STATED EXERCISE 1 — According to the web application security notes, what should applications use for cross-device authentication?

SOURCE DOCUMENT —
|---|
Small list of security considerations and practices I usually aim to incorporate into the designs of web applications I am working on. Mostly user focused.
Applications must enforce TLS - secure client connections. Your application shouldn’t even accept insecure connections by design. The only exception to this rule is when the application is in development mode on a development machine - and even then, aim to have local TLS and design your application around having TLS everywhere, just to avoid ambiguity.
Applications must allow for optional two-factor authentication using an authenticator app or using a code sent to users’ email.
In a perfect scenario, applications must have an implicit two-factor authentication using an email code for all users who have not opted for different authentication methods. A code sent to the user must be required whenever the user authenticates using a new device.
Authentication links must only work when opened in the same browser within the same session as the browser where the authentication link was requested from.
Applications must use authentication codes for cross-device authentication. Never use authentication links for cross-device authentication. For example, clicking an authentication link from a mobile device in your mobile email client should not authenticate a desktop session for this user.
|---|
[Point labeling dataset excerpts]
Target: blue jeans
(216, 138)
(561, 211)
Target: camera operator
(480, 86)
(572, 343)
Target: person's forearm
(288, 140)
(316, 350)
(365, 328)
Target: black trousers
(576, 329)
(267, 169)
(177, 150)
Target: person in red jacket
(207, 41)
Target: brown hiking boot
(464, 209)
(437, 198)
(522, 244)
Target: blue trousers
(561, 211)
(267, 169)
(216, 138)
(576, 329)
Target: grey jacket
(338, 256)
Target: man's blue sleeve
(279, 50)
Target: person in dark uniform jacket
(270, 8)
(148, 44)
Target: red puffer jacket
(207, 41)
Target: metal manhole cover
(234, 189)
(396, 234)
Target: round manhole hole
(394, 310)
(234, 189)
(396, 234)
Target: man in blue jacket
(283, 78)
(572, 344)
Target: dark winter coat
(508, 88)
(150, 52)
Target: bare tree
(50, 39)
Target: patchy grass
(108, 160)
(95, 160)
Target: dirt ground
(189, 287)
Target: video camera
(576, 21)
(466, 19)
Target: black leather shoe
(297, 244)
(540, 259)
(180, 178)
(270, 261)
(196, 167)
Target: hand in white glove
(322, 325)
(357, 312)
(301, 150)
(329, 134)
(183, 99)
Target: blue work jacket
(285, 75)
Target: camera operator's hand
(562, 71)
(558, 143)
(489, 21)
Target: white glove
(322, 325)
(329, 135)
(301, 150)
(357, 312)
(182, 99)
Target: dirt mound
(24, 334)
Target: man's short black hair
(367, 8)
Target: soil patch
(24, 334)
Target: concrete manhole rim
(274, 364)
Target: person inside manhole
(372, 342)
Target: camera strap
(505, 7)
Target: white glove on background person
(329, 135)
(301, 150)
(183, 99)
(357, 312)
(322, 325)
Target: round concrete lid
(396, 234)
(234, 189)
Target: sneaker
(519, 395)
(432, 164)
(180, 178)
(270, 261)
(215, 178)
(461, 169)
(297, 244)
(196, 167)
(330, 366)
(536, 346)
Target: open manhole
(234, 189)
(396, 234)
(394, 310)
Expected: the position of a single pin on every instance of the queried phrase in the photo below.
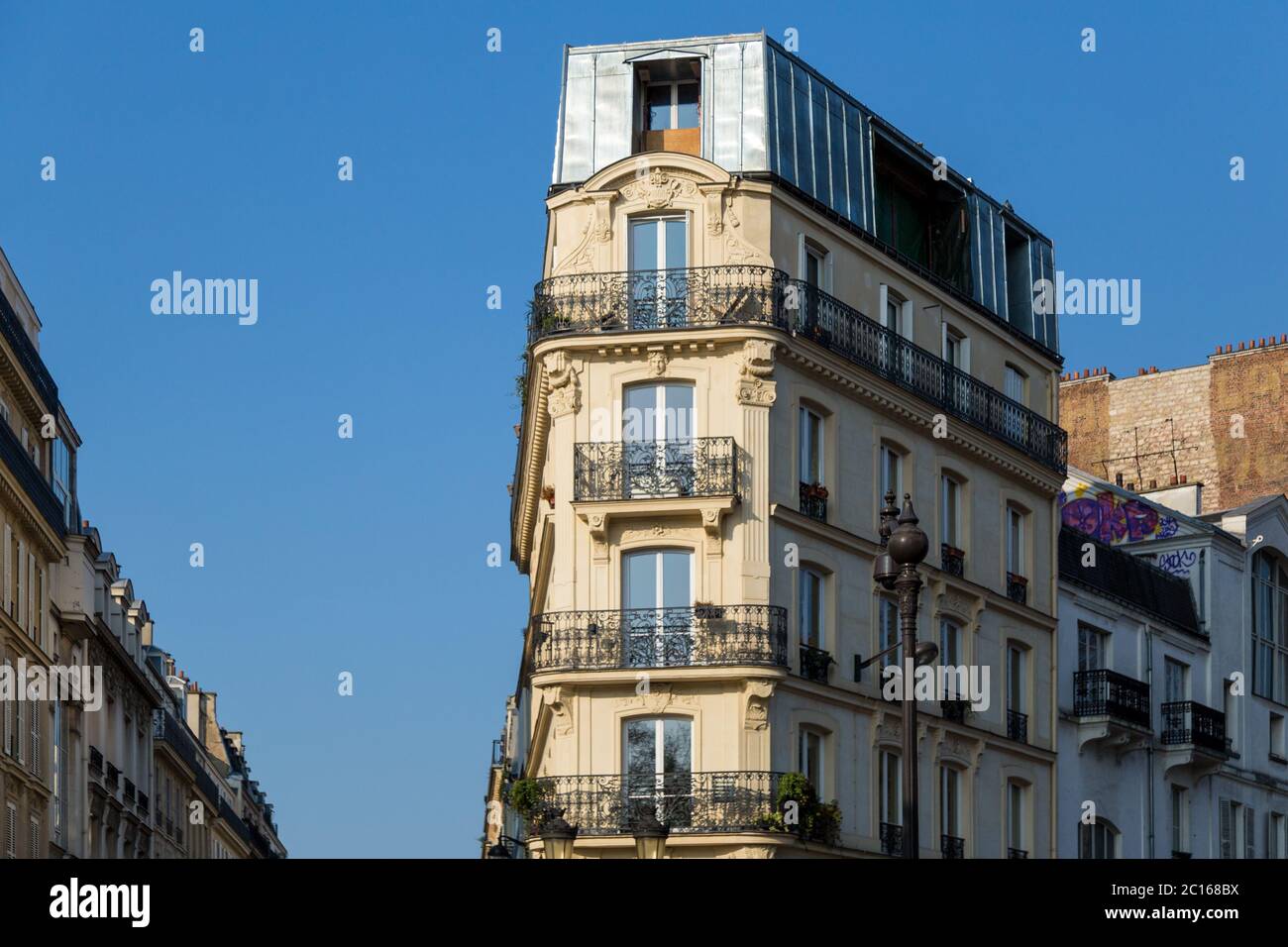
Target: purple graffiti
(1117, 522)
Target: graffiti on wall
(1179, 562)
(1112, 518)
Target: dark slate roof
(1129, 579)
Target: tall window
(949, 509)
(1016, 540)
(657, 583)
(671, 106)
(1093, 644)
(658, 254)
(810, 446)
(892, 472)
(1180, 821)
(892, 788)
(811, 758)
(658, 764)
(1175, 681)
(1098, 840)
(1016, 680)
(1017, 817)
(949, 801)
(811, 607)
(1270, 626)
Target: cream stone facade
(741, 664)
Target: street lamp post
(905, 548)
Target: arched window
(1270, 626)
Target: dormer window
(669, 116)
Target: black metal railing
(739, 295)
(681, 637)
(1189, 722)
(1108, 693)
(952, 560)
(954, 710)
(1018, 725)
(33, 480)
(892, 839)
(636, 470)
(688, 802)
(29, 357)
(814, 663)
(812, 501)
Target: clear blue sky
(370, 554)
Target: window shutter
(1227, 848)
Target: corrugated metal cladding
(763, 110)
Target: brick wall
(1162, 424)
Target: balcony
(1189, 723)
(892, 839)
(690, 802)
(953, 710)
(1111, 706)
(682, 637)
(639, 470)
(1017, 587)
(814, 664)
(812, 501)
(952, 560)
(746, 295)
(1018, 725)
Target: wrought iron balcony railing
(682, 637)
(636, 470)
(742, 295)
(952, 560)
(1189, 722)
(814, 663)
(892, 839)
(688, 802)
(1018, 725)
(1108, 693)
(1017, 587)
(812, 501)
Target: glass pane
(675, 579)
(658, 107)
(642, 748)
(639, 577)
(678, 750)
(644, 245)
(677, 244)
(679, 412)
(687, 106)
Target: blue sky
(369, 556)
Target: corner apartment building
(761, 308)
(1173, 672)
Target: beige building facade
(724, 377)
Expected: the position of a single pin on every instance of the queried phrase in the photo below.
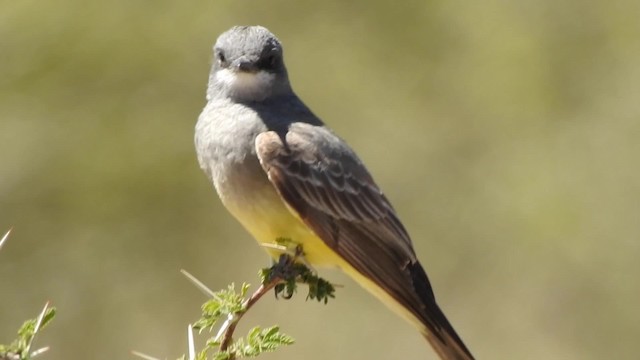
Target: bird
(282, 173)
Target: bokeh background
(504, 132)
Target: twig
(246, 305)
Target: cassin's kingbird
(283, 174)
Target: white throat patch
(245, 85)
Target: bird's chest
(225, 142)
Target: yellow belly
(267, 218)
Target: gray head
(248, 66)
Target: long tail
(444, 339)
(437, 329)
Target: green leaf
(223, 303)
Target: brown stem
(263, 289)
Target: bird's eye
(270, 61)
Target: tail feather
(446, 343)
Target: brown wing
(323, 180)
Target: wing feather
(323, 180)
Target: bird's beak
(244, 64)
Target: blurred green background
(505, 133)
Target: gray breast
|---|
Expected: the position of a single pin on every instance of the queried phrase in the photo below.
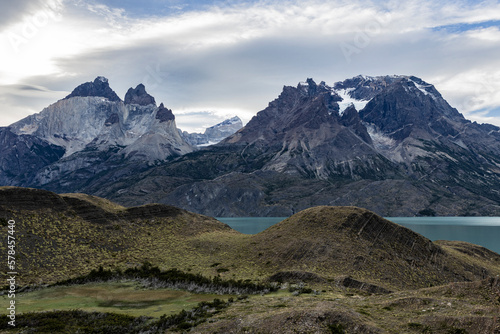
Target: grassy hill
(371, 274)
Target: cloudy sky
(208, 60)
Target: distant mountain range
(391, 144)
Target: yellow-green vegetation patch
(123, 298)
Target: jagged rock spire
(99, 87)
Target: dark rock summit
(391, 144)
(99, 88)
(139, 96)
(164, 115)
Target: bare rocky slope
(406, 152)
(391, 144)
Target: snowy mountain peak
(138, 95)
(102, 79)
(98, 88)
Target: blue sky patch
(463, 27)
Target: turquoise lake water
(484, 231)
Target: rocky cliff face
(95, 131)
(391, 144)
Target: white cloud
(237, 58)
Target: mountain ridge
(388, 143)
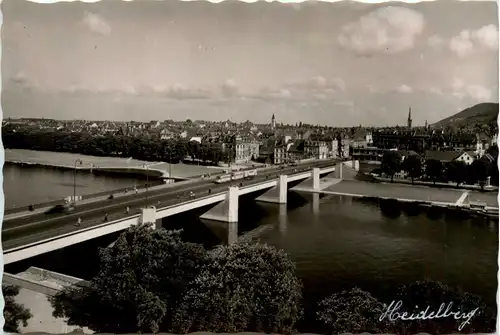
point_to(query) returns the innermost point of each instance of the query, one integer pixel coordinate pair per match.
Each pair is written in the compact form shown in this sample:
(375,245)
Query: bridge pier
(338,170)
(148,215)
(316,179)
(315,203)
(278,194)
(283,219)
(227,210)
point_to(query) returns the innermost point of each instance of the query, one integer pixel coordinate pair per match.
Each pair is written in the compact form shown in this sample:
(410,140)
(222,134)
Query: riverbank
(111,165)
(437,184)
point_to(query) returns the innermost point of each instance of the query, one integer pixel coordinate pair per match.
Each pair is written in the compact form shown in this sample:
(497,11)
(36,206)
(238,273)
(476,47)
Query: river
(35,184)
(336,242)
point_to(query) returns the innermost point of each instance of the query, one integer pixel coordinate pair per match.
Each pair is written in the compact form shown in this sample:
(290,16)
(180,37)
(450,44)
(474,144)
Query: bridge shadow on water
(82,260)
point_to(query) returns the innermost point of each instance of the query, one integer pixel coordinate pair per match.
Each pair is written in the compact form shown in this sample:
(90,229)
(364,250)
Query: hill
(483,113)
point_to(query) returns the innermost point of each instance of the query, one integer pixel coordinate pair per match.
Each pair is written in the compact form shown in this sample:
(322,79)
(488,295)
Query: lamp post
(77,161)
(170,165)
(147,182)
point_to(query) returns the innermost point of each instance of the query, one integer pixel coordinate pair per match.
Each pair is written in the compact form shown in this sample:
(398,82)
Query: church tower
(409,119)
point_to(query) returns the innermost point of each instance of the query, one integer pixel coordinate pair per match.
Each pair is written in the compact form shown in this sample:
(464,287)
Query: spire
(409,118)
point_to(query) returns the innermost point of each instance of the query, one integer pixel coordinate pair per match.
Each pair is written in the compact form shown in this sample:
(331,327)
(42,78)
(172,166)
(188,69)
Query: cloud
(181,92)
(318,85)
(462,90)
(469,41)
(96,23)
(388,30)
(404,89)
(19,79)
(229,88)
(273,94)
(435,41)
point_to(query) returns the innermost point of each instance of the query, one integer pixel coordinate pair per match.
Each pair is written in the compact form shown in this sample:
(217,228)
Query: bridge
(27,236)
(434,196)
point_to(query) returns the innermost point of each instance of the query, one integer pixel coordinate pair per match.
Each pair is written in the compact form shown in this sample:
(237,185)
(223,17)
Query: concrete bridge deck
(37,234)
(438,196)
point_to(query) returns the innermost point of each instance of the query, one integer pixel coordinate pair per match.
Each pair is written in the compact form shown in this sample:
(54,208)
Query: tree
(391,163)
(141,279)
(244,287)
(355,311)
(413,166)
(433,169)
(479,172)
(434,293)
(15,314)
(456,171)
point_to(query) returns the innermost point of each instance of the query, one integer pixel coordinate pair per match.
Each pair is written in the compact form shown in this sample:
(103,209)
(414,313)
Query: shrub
|---|
STATED EXERCISE 2 — How many lines in the entries contain the word "brown"? Reply with the number alone.

RIGHT ANSWER 1 — Authentication codes.

RIGHT ANSWER 2 — 3